START Rows

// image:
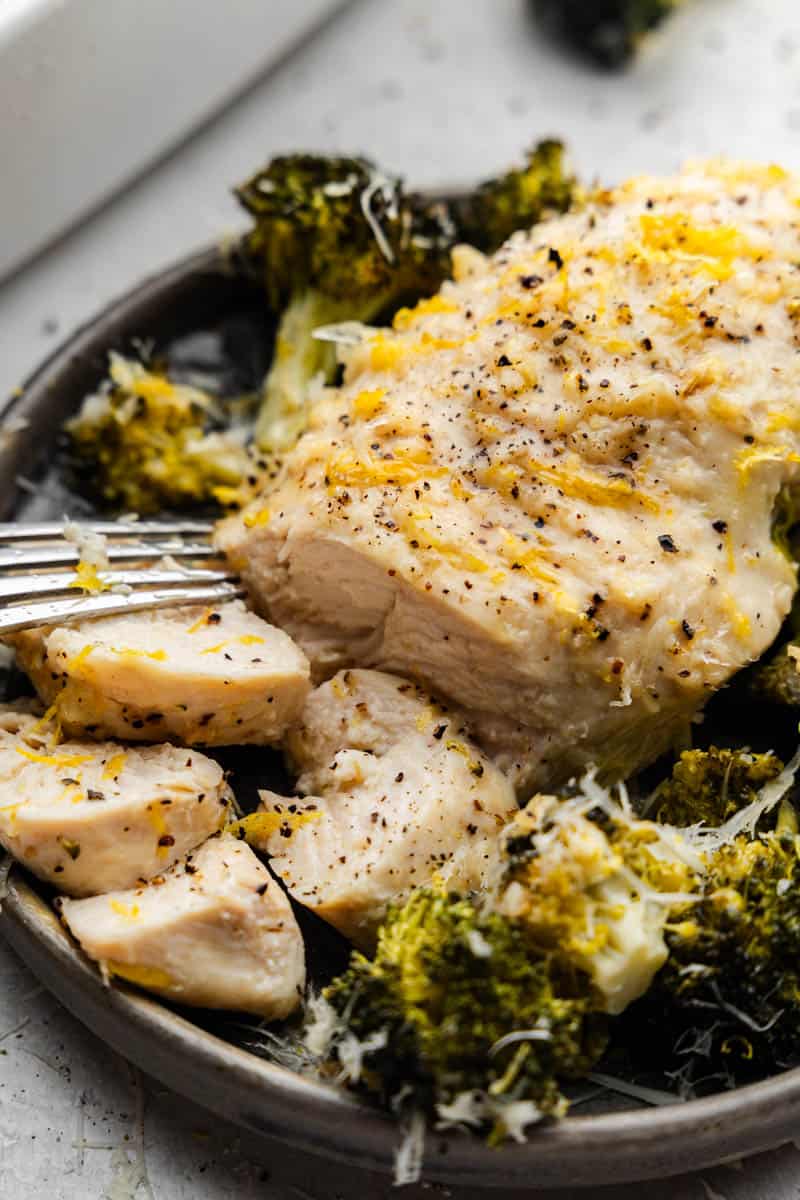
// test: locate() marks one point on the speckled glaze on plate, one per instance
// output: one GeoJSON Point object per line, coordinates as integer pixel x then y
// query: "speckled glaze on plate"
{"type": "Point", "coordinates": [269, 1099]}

END Rows
START Rows

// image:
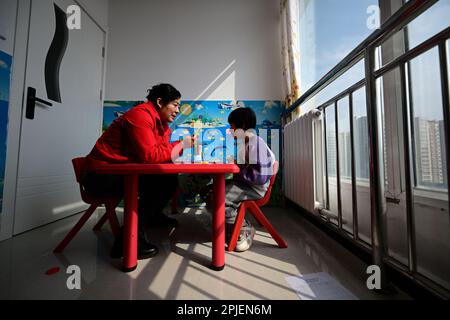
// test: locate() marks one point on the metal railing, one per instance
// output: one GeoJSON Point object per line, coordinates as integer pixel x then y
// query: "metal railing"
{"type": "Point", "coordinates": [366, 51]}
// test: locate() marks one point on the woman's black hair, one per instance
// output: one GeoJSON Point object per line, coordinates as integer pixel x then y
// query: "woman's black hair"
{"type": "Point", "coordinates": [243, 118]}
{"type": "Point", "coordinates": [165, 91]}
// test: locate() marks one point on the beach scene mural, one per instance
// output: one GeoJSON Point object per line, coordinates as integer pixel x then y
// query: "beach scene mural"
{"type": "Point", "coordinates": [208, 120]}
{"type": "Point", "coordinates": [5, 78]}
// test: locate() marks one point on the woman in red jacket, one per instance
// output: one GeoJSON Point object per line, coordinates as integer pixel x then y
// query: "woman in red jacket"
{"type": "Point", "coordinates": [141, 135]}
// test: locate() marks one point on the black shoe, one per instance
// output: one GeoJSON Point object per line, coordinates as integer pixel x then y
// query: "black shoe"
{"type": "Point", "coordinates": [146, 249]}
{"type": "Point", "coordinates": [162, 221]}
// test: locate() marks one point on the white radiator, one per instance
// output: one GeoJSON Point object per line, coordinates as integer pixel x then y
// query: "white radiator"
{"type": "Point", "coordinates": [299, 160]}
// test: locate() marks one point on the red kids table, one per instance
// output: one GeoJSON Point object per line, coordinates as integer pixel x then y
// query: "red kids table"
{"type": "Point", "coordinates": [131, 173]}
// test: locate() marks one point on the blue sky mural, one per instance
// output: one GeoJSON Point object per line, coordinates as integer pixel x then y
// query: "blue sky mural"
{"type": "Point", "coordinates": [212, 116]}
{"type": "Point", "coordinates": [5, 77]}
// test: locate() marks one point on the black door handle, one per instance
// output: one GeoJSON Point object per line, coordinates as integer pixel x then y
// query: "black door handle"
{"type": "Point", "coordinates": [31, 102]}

END Rows
START Rows

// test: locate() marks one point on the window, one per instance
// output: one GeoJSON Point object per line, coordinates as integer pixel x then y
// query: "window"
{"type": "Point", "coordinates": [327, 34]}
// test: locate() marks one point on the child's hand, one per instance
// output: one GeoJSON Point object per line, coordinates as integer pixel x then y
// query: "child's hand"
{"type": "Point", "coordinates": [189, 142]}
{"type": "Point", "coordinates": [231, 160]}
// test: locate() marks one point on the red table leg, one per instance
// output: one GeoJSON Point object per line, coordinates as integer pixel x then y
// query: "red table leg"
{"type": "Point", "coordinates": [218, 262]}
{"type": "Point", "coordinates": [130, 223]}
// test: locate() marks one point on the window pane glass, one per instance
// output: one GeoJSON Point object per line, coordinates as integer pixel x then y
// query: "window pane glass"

END Rows

» **To do**:
Locate each line in the material above that contains the string "glass" and copy those lines.

» **Correct output**:
// test: locate() marks one point on the window pane glass, one per instance
// query: "window pane glass"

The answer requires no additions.